(Point placement records)

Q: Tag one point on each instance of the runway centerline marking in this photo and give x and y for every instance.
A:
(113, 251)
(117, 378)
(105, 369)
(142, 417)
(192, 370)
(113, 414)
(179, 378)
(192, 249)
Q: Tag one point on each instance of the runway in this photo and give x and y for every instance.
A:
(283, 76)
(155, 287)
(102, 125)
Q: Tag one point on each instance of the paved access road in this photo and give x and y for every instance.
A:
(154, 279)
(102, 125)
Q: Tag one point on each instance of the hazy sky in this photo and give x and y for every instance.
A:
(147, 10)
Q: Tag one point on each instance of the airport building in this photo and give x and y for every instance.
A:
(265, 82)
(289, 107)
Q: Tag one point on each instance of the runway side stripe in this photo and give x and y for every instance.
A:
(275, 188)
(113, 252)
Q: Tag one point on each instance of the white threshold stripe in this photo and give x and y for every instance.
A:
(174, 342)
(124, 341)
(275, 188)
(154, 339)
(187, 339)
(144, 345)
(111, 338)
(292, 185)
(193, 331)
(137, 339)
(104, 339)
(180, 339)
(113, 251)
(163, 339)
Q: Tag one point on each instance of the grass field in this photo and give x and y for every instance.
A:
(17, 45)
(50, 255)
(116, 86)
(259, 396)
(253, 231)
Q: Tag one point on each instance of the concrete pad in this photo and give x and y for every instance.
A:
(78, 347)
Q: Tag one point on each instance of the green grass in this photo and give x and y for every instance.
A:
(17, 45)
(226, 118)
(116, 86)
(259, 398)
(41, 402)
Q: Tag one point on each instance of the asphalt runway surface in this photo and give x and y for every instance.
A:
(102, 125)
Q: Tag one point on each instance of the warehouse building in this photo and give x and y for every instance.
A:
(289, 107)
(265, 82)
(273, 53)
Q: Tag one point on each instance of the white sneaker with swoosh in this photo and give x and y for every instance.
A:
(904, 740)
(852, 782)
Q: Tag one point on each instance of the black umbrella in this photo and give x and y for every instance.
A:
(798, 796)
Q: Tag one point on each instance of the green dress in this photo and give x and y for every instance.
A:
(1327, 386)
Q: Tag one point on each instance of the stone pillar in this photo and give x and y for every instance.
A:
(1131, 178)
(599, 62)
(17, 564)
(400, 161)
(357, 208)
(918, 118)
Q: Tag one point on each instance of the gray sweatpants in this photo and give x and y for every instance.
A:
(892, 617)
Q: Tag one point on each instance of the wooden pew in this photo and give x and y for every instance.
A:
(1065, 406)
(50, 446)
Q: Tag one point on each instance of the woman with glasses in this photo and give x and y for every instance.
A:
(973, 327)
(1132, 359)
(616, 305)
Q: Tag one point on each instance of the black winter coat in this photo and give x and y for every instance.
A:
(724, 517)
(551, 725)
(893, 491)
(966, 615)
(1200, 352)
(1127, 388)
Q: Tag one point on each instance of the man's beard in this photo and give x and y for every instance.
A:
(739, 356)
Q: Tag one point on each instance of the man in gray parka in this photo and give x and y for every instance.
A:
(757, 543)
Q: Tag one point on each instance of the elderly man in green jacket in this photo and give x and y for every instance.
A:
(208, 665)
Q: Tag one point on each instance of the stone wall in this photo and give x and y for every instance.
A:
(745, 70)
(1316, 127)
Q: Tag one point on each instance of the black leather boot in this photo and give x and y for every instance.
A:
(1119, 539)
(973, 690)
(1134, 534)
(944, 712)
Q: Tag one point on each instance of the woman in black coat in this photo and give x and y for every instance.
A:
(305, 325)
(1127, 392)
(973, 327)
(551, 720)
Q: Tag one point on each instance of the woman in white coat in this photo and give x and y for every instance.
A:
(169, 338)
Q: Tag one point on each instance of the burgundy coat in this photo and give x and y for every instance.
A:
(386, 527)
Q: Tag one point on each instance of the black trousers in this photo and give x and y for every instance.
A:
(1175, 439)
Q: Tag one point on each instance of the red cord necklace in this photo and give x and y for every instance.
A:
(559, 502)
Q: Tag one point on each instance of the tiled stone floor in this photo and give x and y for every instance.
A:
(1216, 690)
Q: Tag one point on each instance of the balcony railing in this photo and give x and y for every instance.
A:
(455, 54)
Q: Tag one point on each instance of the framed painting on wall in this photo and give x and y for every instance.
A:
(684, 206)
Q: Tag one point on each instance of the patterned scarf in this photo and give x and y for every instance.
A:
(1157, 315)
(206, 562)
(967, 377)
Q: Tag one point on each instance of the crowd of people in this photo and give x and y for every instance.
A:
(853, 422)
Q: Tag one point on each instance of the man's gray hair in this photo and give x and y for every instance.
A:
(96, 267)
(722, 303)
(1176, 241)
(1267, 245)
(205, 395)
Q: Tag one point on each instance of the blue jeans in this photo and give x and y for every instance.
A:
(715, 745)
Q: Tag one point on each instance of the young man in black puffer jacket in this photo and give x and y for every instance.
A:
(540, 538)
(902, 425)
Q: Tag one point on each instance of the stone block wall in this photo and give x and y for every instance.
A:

Job: Repeat back the data above, exact to the last character.

The reply:
Q: Tag one point on each instance of the runway centerline marking in this photo and give x and y for every instance.
A:
(113, 251)
(117, 378)
(105, 369)
(142, 417)
(192, 370)
(113, 414)
(179, 378)
(192, 249)
Q: Tag one point on each instance of the runway in this photo and give x and y for every instance.
A:
(283, 76)
(155, 287)
(102, 125)
Q: Tag one point on each instance of the paved access road in this photo and give x and y for every instance.
A:
(154, 279)
(102, 125)
Q: Tag one point on each instance of the hazy sky in this photo and give x and y for every instance.
A:
(147, 10)
Q: Tag one point on each instance of the airport building in this photo and give x and y for every instance.
A:
(265, 82)
(289, 107)
Q: Tag one point on each instance of the runway side stripe in this photo and give x and y for every instance.
A:
(275, 188)
(113, 252)
Q: Tag one point on each instance of the white threshold stripe in this photo and give x and y for every instance.
A:
(174, 342)
(124, 341)
(275, 188)
(154, 339)
(187, 339)
(144, 345)
(111, 338)
(292, 185)
(193, 331)
(137, 339)
(104, 339)
(180, 339)
(113, 251)
(163, 339)
Q: Tag one point on each instance of the grass field in this photo and give x and y for every instance.
A:
(17, 45)
(50, 255)
(116, 86)
(259, 396)
(253, 231)
Q: Tag one point on each instance of the concrete pad in this photo and give x and y for every instance.
A:
(78, 347)
Q: Tag one point on each instance of the green grass in this photo and give x and y for every instance.
A:
(17, 45)
(226, 118)
(116, 86)
(259, 398)
(41, 402)
Q: Tag one point on each instance of the asphalt runway surface in this photo and give x and y for every instance.
A:
(102, 125)
Q: Tag one point on each instance of the warehouse building in this photo and give x and y for every instance.
A:
(289, 107)
(265, 82)
(273, 53)
Q: Tag one point on each instance of the white sneaker with swoosh in this photo and give x and y for every instance.
A:
(904, 740)
(852, 782)
Q: Tag one point on each instance of the black umbrella in this photo and give x and y for every instance.
A:
(798, 796)
Q: Tag one point on each instance of the green dress in this photo and give x and y for every instance.
A:
(1327, 386)
Q: Tag one point on each instance of the stone pillar in this photo and give x and y for every instance.
A:
(1131, 178)
(599, 62)
(17, 564)
(400, 161)
(357, 208)
(918, 118)
Q: Tag one point on each instance of the gray sweatpants in this photo and give x and y for every instance.
A:
(892, 617)
Q: Tag one point on each instance of the wooden pew in this photo and give x and y for every instance.
A:
(1065, 406)
(50, 446)
Q: Tag one point on each instance of the woman with glasses in this photo and give x and y for every instance.
A:
(973, 327)
(1132, 359)
(616, 305)
Q: Tag one point on each instance of the black winter coat in this photo and give x and y for every instance.
A:
(724, 517)
(551, 725)
(893, 491)
(966, 615)
(1200, 352)
(1127, 388)
Q: Tag one point on each instance of the man's beard in this photo and give x and y for every instance.
A:
(739, 356)
Q: Tag one point on each instance of the man in gray parka in this photo and give x and y for every instance.
A:
(757, 543)
Q: Tag one point on each instance of the elderly man in green jacket in this photo and give x and y for every instance.
A:
(208, 665)
Q: Tag one point on each instance of the stone wall in this photo and give x and y for every instance.
A:
(745, 70)
(1316, 127)
Q: Tag one point on each instance of the black leather boot in this photo and give x and y for every instance.
A:
(1119, 539)
(973, 690)
(1134, 534)
(944, 712)
Q: Tag one point on each instance of the woman in black coat in this photo and give x and y for every instance.
A:
(305, 325)
(1127, 392)
(973, 327)
(551, 720)
Q: Tag one point on each instance of the woman in white coat in this photo and give x and y for every instance.
A:
(169, 338)
Q: Tag one point on each instance of the burgundy coat in this photo and give x and y for every instance.
A:
(386, 527)
Q: Tag one point on each instance of the black trousers in this photo and give x and y for every instance.
A:
(1175, 439)
Q: Tag one point on each instance of the red cord necklace in this photo and give x and y for every instance.
A:
(559, 502)
Q: Tag one point on each instance of the tiled stone floor in this photo and give x and y for every instance.
A:
(1216, 690)
Q: Tag one point on each instance of the balcony railing in this photo and give x and y for every instance.
A:
(455, 54)
Q: Tag one point on each instance of the framed painting on wall in this photo and give x and y for every instance.
A:
(684, 206)
Q: Tag one point on each instance of the patterned scarf in this photo and give x and y for every instance.
A:
(1157, 315)
(206, 562)
(967, 377)
Q: Tag one point on each instance of the crowd of people in this photo and give x and y for every instance.
A:
(853, 422)
Q: Tag one point on each instance of the man's gray hair in this photo and give x and y for every instance.
A:
(96, 267)
(722, 303)
(1176, 241)
(1267, 245)
(205, 395)
Q: Tag one point on each instance of the blue jeans in this photo and give x and y for every instance.
A:
(715, 745)
Q: Tag one point on each instance of the young man in black puffer jacket in this photo and give x and y for every instance.
A:
(540, 538)
(902, 425)
Q: Tag one point on each instance of the stone block wall in this photo and give x and y for every instance.
A:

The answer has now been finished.